● Trecho do documento:
_ _ _ _ _ _ _

Uma das mais nítidas e duradouras impressões que se colhe e se guarda dos seus trabalhos é, com efeito, a do vigor e da precisão das suas descrições -originais e verazes todas. É um paisagista consumado.

Neste sentido, e tão somente nele, foi que me não repugnou qualificá-lo de realista.
Realista, porque enxerga justo e descreve certo. Realista, porque possui olhar aquilino e... sabe o dicionário - paleta onicolor onde os escritores de escol hão de ir buscar as tintas cambiantes para a fiel representação gráfica das suas concepções.

A pena aprimorada de Amadeu, no entanto, nunca se abastardou na reprodução de umas tantas cenas grosseiras e cruas que afeiam e emprestam as páginas de outros literatos mais avançados, talvez, menos escrupulosos, com certeza.
O seu espírito, ao invés disso, só se expande e só se eleva na contemplação extasiante dos grandiosos quadros da nossa natureza e da nossa vida, para fazer dimanar deles, como seiva puríssima, lições alevantadas e fecundas de fé e de entusiasmo, de trabalho e de virtude.

Para comprová-lo, relede e admirai comigo esse tríptico soberbo que sobrenada e rebrilha na brancura alvinitente das Espumas:

A PALMEIRA E O RAIO

A Palmeira, entre a plebe hirsuta dos arbustos,
das árvores anãs, moitas de um verde baço,
ásperos taquarais, que o vento encurva e anima,
lá está calma e feliz: sem temores nem sustos,
- um só traço direito a fender o alto espaço
com um largo leque aberto a balançar-se em cima.

Quando o dia esmorece e o ocaso se esbraseia,
e uma cinza azul-negra enche as quebradas calmas,
sobre o outeiro, o perfil tinto de sol se enxerga,
solitário na turba imensa que o rodeia,
erguendo para o céu, no doce arfar das palmas,
o anseio de uma fé que não verga...

_ _ _ _ _ _ _

● Bloco de dados:

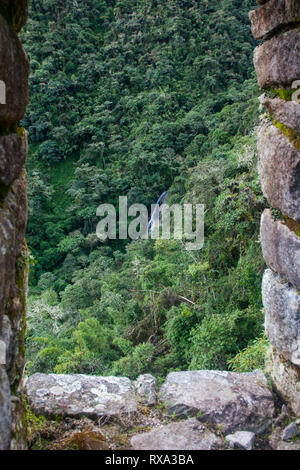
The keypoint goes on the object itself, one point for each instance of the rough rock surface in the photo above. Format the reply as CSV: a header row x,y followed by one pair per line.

_ _ _ _ _ _ _

● Descrição do problema: Cite por inteiro o texto sobre a obra de Amadeu, sem mudar uma vírgula.

● Resultado do exercício:
Uma das mais nítidas e duradouras impressões que se colhe e se guarda dos seus trabalhos é, com efeito, a do vigor e da precisão das suas descrições -originais e verazes todas. É um paisagista consumado.

Neste sentido, e tão somente nele, foi que me não repugnou qualificá-lo de realista.
Realista, porque enxerga justo e descreve certo. Realista, porque possui olhar aquilino e... sabe o dicionário - paleta onicolor onde os escritores de escol hão de ir buscar as tintas cambiantes para a fiel representação gráfica das suas concepções.

A pena aprimorada de Amadeu, no entanto, nunca se abastardou na reprodução de umas tantas cenas grosseiras e cruas que afeiam e emprestam as páginas de outros literatos mais avançados, talvez, menos escrupulosos, com certeza.
O seu espírito, ao invés disso, só se expande e só se eleva na contemplação extasiante dos grandiosos quadros da nossa natureza e da nossa vida, para fazer dimanar deles, como seiva puríssima, lições alevantadas e fecundas de fé e de entusiasmo, de trabalho e de virtude.

Para comprová-lo, relede e admirai comigo esse tríptico soberbo que sobrenada e rebrilha na brancura alvinitente das Espumas:

A PALMEIRA E O RAIO

A Palmeira, entre a plebe hirsuta dos arbustos,
das árvores anãs, moitas de um verde baço,
ásperos taquarais, que o vento encurva e anima,
lá está calma e feliz: sem temores nem sustos,
- um só traço direito a fender o alto espaço
com um largo leque aberto a balançar-se em cima.

Quando o dia esmorece e o ocaso se esbraseia,
e uma cinza azul-negra enche as quebradas calmas,
sobre o outeiro, o perfil tinto de sol se enxerga,
solitário na turba imensa que o rodeia,
erguendo para o céu, no doce arfar das palmas,
o anseio de uma fé que não verga...